The problem:
In the entries that follow, copy exactly each line from the first through the line with "Target: sunlight reflection on water".

Materials provided:
------------------------------------------------------------

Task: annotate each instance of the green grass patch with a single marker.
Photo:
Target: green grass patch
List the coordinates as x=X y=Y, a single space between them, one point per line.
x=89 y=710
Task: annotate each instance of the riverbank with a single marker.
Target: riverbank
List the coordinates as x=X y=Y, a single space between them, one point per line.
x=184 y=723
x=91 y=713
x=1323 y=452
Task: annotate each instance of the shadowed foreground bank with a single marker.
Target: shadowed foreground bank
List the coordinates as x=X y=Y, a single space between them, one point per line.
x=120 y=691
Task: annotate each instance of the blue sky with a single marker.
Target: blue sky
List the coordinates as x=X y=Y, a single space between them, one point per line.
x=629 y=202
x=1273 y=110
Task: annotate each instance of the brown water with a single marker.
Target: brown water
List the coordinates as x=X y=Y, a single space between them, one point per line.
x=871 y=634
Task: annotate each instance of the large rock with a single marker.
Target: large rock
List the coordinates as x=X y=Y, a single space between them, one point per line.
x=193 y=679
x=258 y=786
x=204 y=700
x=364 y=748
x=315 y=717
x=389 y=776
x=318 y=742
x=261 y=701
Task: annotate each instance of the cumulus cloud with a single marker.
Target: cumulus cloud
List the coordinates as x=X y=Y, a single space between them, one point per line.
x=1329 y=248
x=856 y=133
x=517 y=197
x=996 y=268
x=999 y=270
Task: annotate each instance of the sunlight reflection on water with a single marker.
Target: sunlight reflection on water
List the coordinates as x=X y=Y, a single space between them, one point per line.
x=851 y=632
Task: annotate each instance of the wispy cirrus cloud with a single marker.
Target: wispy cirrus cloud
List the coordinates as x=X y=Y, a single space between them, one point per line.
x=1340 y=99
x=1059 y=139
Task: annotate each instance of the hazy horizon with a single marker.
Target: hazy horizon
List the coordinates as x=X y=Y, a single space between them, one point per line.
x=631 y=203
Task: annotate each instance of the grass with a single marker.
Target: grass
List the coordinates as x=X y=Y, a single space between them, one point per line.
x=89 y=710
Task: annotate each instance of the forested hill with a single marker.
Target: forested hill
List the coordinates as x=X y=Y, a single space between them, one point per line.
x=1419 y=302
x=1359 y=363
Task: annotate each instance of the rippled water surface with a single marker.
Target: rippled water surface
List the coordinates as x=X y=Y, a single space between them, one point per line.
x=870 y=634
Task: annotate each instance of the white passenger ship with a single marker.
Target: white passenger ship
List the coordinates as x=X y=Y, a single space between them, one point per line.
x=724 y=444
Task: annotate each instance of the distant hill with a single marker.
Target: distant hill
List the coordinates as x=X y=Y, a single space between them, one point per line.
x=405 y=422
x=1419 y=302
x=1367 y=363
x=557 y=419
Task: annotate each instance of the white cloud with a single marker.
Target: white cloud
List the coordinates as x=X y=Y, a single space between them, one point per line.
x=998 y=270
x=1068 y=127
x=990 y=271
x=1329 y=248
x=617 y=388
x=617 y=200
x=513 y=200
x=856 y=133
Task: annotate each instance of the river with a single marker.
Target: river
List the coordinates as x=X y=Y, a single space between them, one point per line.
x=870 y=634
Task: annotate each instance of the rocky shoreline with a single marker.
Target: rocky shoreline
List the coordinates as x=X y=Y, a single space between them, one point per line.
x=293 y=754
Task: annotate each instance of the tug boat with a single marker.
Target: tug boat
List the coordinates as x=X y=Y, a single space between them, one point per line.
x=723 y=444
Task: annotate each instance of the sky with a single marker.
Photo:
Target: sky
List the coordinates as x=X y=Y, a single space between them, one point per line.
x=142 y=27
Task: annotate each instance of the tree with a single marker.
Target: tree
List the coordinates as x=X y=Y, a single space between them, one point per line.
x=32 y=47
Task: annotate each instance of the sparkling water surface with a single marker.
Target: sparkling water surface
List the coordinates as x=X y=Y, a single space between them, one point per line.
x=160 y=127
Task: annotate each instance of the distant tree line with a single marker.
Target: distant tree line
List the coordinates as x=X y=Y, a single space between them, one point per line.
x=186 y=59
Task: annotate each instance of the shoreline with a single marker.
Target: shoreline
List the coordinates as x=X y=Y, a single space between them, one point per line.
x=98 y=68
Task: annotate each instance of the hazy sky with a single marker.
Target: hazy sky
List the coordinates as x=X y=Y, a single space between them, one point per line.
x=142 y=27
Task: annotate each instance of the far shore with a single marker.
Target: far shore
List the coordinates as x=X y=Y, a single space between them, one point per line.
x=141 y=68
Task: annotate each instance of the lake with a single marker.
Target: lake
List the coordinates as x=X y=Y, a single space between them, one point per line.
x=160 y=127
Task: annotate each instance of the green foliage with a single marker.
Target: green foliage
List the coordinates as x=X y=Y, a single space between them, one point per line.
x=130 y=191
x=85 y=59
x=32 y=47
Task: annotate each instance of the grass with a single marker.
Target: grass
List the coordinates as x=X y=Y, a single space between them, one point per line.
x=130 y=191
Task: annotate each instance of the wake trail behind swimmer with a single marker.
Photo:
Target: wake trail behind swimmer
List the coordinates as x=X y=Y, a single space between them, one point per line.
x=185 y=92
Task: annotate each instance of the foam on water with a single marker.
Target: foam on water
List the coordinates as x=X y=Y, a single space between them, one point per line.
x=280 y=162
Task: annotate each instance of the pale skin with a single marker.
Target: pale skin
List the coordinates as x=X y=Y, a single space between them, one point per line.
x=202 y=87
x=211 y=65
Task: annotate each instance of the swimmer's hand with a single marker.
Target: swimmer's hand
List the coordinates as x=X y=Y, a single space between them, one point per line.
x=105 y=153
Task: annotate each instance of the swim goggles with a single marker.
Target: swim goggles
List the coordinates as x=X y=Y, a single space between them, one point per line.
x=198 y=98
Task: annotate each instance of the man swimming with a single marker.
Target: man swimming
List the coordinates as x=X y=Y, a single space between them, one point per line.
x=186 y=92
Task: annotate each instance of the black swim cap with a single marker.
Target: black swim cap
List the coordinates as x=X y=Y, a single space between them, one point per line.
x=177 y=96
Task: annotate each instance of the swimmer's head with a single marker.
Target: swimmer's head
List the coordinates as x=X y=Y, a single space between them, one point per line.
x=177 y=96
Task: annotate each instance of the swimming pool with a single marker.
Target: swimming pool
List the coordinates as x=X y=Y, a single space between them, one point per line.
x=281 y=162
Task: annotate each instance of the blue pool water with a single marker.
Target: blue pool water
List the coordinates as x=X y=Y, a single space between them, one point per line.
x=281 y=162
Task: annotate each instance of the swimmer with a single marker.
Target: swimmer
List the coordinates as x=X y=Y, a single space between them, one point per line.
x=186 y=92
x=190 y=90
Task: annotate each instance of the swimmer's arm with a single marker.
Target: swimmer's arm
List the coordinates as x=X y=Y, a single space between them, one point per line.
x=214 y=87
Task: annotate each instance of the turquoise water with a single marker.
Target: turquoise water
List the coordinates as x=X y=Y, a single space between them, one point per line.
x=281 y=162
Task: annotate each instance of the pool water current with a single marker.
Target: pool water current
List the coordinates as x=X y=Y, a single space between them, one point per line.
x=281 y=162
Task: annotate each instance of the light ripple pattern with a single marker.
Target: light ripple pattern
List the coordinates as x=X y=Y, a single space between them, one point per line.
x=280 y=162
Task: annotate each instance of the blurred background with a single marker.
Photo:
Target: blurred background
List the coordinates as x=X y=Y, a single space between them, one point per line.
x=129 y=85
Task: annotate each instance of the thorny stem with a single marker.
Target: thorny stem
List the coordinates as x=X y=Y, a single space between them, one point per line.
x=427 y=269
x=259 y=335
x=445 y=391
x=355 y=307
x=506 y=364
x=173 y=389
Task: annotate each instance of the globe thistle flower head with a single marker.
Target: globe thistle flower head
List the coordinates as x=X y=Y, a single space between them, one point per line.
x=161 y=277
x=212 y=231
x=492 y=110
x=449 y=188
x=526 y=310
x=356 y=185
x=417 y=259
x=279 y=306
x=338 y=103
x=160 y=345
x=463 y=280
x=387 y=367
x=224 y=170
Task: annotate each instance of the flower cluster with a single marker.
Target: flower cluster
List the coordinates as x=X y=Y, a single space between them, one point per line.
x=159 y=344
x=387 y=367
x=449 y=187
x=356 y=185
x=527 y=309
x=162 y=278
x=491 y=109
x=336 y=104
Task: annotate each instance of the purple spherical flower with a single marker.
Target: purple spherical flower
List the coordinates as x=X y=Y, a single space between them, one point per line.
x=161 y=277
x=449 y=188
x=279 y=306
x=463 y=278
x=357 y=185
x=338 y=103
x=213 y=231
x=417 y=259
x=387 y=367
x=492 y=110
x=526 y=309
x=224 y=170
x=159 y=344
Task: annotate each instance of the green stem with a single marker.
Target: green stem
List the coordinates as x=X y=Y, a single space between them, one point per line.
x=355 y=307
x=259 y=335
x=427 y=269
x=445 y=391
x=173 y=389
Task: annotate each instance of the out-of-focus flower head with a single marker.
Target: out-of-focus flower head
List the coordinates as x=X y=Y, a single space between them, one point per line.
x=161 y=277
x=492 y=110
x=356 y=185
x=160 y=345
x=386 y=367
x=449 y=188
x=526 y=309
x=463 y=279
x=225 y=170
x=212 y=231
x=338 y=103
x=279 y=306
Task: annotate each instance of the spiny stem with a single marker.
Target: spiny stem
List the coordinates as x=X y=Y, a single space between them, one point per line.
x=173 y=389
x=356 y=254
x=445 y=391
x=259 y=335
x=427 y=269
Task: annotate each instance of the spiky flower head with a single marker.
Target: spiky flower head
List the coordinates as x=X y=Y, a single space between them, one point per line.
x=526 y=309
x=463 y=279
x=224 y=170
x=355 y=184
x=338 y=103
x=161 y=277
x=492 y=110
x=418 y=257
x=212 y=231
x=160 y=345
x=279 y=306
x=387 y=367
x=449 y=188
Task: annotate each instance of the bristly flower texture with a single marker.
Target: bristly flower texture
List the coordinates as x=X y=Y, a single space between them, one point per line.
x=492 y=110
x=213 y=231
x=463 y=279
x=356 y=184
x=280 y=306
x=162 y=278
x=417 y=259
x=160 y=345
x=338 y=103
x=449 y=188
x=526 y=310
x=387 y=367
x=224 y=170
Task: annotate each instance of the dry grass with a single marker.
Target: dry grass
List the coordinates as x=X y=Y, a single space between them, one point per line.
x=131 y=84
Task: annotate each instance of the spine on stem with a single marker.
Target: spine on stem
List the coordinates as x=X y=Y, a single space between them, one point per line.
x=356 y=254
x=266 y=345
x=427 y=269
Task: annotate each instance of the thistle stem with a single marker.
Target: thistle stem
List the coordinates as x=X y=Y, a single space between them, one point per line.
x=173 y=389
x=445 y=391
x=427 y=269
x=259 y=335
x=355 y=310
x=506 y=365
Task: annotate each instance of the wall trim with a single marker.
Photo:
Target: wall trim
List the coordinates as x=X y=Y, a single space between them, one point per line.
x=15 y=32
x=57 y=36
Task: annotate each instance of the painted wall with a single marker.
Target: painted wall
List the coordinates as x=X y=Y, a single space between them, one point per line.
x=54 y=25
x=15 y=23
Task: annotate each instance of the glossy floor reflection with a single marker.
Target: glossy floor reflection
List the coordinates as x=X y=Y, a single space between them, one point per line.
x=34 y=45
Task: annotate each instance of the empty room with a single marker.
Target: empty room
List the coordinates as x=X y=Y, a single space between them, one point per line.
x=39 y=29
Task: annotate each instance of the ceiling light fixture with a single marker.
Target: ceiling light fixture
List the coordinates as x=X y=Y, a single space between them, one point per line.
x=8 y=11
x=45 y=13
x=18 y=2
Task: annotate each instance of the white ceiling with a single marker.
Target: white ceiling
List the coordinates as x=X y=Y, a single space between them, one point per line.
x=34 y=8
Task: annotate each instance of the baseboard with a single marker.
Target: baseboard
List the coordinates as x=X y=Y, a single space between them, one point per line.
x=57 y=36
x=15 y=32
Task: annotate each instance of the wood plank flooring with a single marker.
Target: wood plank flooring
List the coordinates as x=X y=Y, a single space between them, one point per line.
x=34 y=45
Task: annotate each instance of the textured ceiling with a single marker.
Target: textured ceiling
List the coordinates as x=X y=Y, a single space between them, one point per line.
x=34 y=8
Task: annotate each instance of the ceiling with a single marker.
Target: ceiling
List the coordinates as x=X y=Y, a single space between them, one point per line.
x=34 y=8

------------------------------------------------------------

Answer for this exercise:
Task: annotate each instance of the green grass patch with a single marker.
Photo:
Target: green grass patch
List the coordinates as x=X y=Y, a single space between them, one point per line.
x=89 y=710
Task: annotate each instance of the riverbank with a single marker.
Target: riverbank
List the coordinates as x=X y=Y, a single space between them, one point per line.
x=184 y=723
x=91 y=713
x=1323 y=452
Task: annotate each instance of the shadowed foreground bank with a single marker.
Target: shadowed foreground bank
List the coordinates as x=X y=Y, a single space between them, one point per line.
x=120 y=691
Task: annotate each instance of the blue sky with a single marker.
Target: blue sky
List the coordinates as x=X y=Y, a single space between them, one point per line.
x=629 y=202
x=1273 y=110
Task: annotate each instance of the brown water with a single marker.
Target: brown water
List the coordinates as x=X y=Y, a single space between them, one point per line.
x=871 y=634
Task: annotate each instance of the large rock with a single marker.
Target: large rock
List the coordinates as x=X y=Y, a single space between them, one point per line.
x=193 y=679
x=258 y=786
x=204 y=700
x=364 y=748
x=315 y=717
x=389 y=776
x=318 y=742
x=261 y=701
Task: annotate each instance of the cumulus cloud with a single marker.
Target: cumulus cloud
List the coordinates as x=X y=Y, a single space between them, one point per line.
x=1329 y=248
x=856 y=133
x=517 y=197
x=996 y=268
x=999 y=270
Task: annotate each instance of the sunlight reflection on water with a single marker.
Target: sunlight reflection on water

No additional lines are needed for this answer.